I ragazzini hanno avuto la percezione e adesso sapevano, cioè avevano capito che cosa io intendevo dire parlando del concetto di ascensore.
Immaginiamo come ognuno di noi – stiamo parlando dell’elemento che abbiamo tutti in comune – si sia formato migliaia, migliaia, milioni di concetti, anche soltanto in questa vita, in base a tutte le percezioni che ha avuto. Perché sempre, mentre noi percepiamo, pensiamo. Magari sull’onda del linguaggio, perché il linguaggio ci dà le parole: ascensore = ascendere. In ogni parola c’è un’immagine, e questa immagine ti aiuta a formare il concetto. Ognuno di noi è potenzialmente un pensatore sempre più profondo, sempre più vasto.
Le due dimensioni del pensare sono la profondità e la vastità. La profondità è quella che coglie l’essenza, mentre la vastità è la capacità del pensare di cogliere i nessi e i connessi, il nodo universale, il modo in cui le cose sono congiunte una con l’altra.
Per dirvi un esempio, un nesso è quello che esiste tra l’uguaglianza dell’umano, ciò che ci rende tutti uguali, cioè la facoltà del pensiero, e la libertà individuale, l’elemento che ognuno di noi ha come specifico, quello che distingue ognuno di noi da ogni altro. Quindi c’è una dimensione dell’umano che abbiamo tutti in comune, ed è per tutti uguale, e c’è una dimensione dell’umano dove ognuno di noi è diverso, unico, irripetibile, non paragonabile a nessun altro, ed è la dimensione individuale. Uguaglianza e libertà.

DA FARE —
a) Nel brano sul pensare, elenca tutti i termini che descrivono ognuno di noi nella frase che inizia con "c'è una dimensione dell'umano dove ognuno di noi è".
b) Secondo il brano sul pensare, perché ognuno di noi si è formato migliaia o milioni di concetti? Rispondi in una o due frasi.
c) Prosegui il brano sul pensare partendo dopo "Uguaglianza e libertà."

Righe di dati
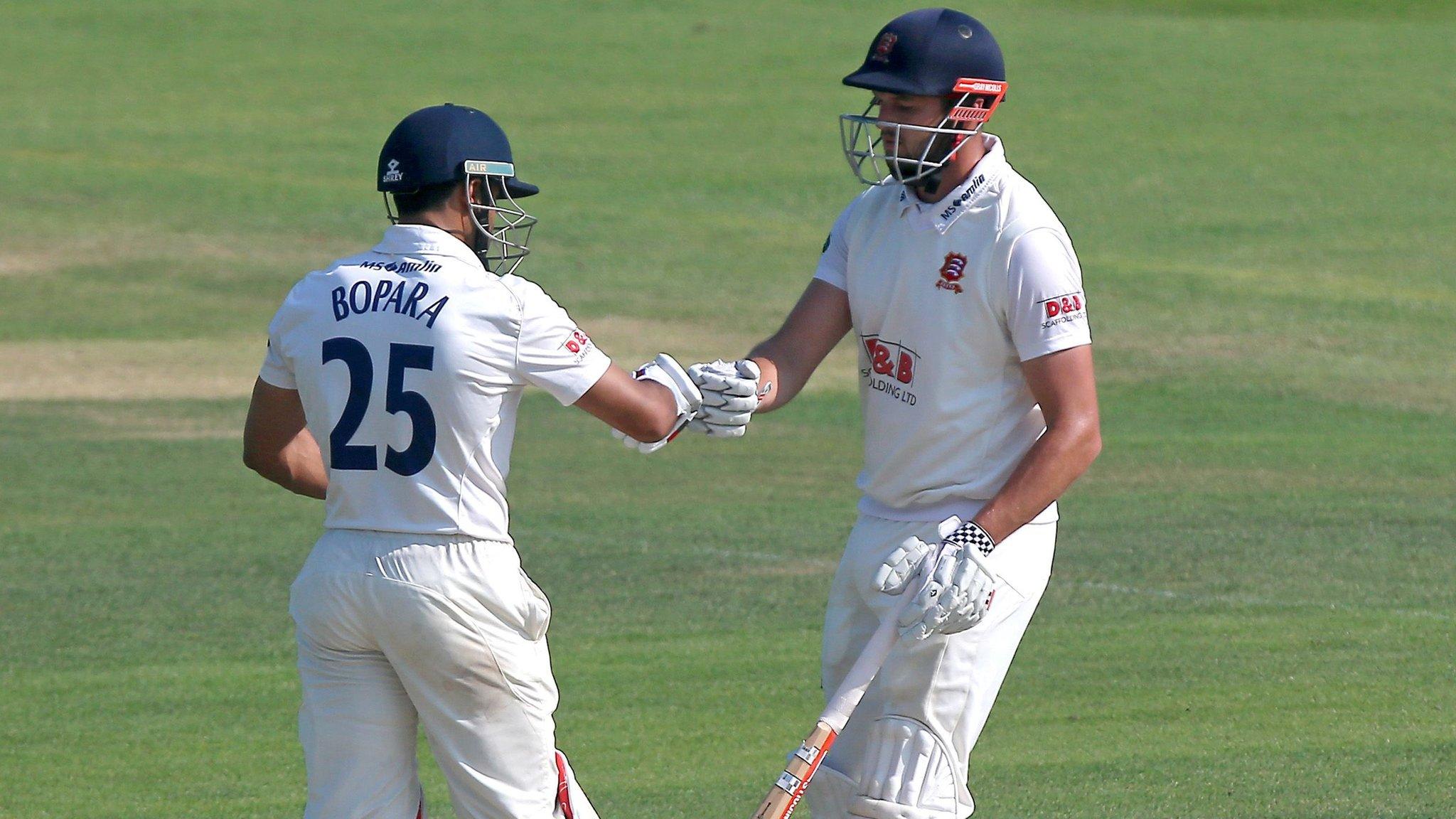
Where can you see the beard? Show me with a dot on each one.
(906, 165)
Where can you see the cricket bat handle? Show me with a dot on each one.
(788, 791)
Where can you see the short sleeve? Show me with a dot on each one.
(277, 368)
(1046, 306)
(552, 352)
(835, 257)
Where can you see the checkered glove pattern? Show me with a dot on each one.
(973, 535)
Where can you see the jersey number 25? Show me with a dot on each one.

RISPOSTE —
a)
- diverso
- unico
- irripetibile
- non paragonabile a nessun altro

b) Ognuno di noi si è formato migliaia o milioni di concetti in base a tutte le percezioni che ha avuto. Infatti, mentre percepiamo, pensiamo sempre.

c)
C’è poi la terza dimensione dell’umano, che chiamiamo fraternità, aiuto reciproco, come volete – perché «fraternità» mortifica un po’ l’elemento femminile –, ed è il modo in cui tutti quanti possiamo metterci a disposizione, vicendevolmente, tutti gli strumenti per vivere la libertà individuale.
Questa specie di nodo triarticolato dell’umano che si esprime nella libertà individuale, nell’uguaglianza universale e nell’aiutarci a vicenda per metterci a disposizione le condizioni necessarie, gli strumenti necessari per vivere sia l’uguaglianza sia la libertà, è un tipo di nesso e connesso dove il pensiero deve esercitare la sua dimensione di vastità e non soltanto di profondità. Se parliamo di uguaglianza, questa deve valere per tutta l’umanità, se parliamo di libertà deve valere per tutti gli individui dell’umanità.
Il pensiero ha queste due caratteristiche fondamentali: tende verso la profondità che coglie l’essenza, ciò che è importante, ciò che ha peso, e tende verso la vastità, superando le parzialità – si fanno molti peccati contro il pensiero perché si vede un aspetto e non un altro, si vede una fetta di umanità e non un’altra. La vastità è la tendenza allo sguardo di insieme, dove tutto viene preso in considerazione, e non si lascia fuori nulla.
Allora, riprendiamo: III, 3 «Vi è una differenza profondissima fra le reciproche relazioni che hanno, per me, le varie parti di un fenomeno prima che io abbia scoperto i corrispondenti concetti, e dopo». Vi ho fatto un paio di esempi del «prima», per esempio quando una persona non ha mai avuto la percezione di qualcosa.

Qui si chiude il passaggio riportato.